Reproduce only the lines of the listing below between the lines holding "woman's hand and record integer pixel coordinates." and "(1138, 569)", inclusive, with the requests unchanged. Scale every pixel coordinate in the answers by 0.5, rounding to whole numbers with halves going up.
== == ==
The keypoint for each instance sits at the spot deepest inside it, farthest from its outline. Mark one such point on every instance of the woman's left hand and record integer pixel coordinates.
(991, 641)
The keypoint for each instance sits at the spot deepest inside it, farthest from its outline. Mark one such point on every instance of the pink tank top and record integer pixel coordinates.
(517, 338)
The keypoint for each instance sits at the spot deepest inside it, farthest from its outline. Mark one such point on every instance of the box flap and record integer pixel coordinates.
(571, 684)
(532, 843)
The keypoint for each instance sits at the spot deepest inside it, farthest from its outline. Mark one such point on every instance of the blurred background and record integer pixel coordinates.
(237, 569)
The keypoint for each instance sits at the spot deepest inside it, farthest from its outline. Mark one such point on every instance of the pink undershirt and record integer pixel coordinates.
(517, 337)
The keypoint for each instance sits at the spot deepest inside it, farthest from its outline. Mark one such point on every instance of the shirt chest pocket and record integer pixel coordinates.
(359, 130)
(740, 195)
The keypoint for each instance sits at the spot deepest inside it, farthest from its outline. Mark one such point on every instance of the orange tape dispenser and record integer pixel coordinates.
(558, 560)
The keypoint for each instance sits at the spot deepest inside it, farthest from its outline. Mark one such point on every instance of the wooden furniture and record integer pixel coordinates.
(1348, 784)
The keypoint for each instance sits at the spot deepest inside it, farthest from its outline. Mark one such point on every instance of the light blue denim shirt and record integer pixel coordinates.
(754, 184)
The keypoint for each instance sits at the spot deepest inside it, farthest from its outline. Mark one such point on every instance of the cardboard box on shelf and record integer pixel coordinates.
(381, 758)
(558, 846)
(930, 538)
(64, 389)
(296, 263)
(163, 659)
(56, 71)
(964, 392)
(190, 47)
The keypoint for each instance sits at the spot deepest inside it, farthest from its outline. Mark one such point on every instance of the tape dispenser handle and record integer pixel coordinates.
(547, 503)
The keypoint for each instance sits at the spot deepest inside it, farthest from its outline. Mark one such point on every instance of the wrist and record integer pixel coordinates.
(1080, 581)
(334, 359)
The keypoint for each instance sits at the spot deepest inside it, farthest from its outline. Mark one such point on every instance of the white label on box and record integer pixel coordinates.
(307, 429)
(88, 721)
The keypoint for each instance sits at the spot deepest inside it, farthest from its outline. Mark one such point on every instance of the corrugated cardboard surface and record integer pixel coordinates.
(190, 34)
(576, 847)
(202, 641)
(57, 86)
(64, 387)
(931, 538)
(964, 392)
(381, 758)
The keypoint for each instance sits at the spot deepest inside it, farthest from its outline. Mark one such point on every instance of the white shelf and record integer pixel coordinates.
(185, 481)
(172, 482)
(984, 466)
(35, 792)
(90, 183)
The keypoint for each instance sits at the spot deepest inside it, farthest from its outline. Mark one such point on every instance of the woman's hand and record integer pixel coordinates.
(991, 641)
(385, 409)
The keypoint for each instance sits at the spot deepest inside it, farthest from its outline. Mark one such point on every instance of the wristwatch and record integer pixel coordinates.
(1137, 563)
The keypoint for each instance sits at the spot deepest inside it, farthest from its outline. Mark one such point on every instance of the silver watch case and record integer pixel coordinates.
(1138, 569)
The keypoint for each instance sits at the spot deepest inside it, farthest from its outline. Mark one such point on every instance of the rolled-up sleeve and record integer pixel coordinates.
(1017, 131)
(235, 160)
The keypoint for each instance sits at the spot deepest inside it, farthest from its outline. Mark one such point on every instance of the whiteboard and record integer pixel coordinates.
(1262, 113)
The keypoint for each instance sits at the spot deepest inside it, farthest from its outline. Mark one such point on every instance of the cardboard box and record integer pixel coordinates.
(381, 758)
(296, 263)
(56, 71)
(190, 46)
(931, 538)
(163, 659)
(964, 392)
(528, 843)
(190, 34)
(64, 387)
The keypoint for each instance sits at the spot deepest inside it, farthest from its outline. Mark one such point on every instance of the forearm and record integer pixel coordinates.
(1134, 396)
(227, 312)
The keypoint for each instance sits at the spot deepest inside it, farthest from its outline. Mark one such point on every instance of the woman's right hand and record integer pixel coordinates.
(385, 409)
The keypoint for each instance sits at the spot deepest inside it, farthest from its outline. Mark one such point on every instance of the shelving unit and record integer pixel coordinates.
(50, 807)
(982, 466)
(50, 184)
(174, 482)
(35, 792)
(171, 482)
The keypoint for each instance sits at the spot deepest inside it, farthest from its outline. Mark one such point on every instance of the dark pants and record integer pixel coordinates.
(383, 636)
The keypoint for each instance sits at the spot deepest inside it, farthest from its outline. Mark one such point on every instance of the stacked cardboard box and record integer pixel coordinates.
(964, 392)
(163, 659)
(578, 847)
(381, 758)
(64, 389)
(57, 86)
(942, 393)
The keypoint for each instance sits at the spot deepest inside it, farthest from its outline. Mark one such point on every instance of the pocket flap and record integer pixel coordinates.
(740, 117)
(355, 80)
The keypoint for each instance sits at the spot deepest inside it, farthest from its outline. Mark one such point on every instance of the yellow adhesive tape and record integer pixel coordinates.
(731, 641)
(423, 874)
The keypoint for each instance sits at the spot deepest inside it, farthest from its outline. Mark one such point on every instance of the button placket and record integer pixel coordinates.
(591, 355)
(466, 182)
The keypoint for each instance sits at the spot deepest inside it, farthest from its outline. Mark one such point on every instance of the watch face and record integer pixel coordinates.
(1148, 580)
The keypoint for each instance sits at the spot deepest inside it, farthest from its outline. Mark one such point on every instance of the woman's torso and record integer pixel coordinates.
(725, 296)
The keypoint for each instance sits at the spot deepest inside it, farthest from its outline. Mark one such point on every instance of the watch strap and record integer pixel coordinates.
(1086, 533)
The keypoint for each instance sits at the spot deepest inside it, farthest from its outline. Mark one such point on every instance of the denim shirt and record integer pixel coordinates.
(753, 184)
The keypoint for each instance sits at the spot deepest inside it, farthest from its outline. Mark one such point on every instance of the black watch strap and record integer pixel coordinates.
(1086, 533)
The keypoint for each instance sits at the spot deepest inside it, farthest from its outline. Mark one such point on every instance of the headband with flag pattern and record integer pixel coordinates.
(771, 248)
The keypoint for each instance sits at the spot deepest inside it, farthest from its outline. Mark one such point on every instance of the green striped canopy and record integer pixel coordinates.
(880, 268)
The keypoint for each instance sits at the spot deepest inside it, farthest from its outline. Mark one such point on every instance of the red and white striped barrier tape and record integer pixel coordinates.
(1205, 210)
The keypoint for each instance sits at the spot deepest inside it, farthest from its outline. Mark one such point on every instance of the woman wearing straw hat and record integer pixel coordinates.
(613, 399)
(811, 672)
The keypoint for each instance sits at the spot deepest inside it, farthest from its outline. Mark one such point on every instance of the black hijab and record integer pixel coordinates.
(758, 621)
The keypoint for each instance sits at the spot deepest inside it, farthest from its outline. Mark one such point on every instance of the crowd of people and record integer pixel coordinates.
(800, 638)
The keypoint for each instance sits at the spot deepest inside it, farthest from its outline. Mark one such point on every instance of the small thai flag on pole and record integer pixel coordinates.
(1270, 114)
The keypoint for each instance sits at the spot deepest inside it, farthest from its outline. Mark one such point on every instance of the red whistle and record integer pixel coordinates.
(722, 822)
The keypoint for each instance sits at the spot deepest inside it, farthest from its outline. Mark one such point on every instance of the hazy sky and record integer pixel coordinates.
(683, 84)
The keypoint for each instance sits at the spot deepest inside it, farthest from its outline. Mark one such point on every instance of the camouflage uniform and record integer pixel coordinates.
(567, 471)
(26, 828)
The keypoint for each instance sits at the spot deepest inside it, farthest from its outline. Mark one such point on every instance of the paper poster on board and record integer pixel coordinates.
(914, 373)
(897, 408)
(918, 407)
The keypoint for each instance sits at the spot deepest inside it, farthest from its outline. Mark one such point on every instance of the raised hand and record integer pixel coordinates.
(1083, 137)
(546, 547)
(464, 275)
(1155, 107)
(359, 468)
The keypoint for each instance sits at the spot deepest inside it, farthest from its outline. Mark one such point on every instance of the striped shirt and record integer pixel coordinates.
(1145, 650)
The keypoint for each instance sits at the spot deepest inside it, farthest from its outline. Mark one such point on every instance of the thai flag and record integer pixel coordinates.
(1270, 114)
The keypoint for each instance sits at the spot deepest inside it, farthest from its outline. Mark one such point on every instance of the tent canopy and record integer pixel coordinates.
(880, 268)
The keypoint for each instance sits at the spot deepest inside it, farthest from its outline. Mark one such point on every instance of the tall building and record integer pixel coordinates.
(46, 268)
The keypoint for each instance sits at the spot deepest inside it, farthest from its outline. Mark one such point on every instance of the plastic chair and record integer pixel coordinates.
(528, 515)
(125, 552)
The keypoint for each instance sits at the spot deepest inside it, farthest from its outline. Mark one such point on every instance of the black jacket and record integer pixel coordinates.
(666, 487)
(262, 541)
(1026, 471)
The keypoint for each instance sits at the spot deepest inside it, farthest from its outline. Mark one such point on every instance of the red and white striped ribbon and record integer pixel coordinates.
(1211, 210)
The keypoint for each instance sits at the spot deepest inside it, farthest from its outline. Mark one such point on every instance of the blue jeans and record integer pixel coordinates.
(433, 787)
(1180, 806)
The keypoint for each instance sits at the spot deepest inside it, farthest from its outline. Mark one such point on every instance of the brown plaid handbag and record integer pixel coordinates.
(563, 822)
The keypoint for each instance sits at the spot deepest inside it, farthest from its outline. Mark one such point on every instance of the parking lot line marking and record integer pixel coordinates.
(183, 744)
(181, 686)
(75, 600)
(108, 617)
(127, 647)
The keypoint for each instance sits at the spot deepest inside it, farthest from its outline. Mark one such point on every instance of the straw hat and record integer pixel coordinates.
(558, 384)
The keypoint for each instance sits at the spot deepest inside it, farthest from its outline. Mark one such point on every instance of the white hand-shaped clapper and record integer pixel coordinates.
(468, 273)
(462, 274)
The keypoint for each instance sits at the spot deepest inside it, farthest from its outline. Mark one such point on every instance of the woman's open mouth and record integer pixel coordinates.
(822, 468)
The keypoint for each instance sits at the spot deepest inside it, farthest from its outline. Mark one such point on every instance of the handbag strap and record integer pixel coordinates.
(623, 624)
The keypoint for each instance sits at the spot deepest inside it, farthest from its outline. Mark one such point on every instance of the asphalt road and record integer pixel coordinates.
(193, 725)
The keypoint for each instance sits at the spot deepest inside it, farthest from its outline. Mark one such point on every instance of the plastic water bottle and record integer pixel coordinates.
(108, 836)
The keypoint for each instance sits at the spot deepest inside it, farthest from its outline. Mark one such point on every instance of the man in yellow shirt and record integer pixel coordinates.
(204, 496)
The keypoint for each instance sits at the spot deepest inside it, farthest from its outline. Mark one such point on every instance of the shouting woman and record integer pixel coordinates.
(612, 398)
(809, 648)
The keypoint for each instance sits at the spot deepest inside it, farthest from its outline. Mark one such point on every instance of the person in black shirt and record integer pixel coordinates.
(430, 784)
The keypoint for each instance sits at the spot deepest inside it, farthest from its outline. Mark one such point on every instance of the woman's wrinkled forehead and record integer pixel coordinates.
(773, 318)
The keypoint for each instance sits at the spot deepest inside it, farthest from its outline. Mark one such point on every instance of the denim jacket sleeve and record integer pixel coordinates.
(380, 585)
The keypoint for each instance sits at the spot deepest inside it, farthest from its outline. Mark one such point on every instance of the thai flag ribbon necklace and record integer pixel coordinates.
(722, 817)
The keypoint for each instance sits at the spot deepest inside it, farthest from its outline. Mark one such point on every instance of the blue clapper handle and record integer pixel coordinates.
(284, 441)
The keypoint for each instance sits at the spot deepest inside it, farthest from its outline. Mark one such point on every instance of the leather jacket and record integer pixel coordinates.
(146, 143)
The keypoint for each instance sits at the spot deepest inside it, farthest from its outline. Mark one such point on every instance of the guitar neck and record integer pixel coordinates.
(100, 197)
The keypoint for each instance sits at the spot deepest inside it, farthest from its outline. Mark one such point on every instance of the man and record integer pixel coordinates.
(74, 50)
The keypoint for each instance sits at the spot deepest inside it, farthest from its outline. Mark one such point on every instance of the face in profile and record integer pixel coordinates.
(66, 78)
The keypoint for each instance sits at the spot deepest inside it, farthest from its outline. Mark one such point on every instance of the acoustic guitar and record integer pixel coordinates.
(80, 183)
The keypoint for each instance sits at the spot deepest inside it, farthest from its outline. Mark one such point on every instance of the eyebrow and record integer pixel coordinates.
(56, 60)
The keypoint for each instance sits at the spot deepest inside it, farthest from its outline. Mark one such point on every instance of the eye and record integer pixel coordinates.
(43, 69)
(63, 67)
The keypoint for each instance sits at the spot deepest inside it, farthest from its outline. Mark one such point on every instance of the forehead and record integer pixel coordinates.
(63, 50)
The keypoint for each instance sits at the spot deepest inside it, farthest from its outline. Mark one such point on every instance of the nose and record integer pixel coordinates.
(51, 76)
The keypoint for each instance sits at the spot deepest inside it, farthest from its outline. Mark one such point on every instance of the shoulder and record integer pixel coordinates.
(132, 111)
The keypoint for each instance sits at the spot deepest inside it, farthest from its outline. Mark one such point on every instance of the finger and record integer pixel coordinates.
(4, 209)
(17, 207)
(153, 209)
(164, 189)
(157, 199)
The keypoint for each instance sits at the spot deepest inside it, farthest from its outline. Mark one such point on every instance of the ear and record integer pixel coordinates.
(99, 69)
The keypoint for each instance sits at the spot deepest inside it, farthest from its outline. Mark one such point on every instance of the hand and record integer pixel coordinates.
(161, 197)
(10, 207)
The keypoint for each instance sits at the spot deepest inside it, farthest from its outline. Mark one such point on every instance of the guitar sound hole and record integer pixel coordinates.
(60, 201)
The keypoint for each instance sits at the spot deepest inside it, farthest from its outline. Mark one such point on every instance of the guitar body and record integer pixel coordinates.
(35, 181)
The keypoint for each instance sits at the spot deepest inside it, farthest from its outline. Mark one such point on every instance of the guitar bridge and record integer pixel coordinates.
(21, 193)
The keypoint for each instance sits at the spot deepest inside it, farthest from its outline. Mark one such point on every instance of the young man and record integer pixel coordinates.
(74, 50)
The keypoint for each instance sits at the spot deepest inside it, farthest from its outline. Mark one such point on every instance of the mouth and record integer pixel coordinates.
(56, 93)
== == ==
● FULL RESPONSE
The keypoint for each instance sits at the spot deepest inside it, farthest from its outline. Mark one such point on every instance of the woman's hand and record integer pixel coordinates.
(496, 321)
(193, 205)
The keypoint for each instance sits at the spot deepest inside it, farthest from its outline. Mark one such point on every instance of the wristwatch and record integer pixel coordinates.
(569, 282)
The keypoint for each instance sits at the spot deepest inside it, farthest from its outline. Mark one such point on every instance of the silver watch case and record integer pixel coordinates.
(569, 285)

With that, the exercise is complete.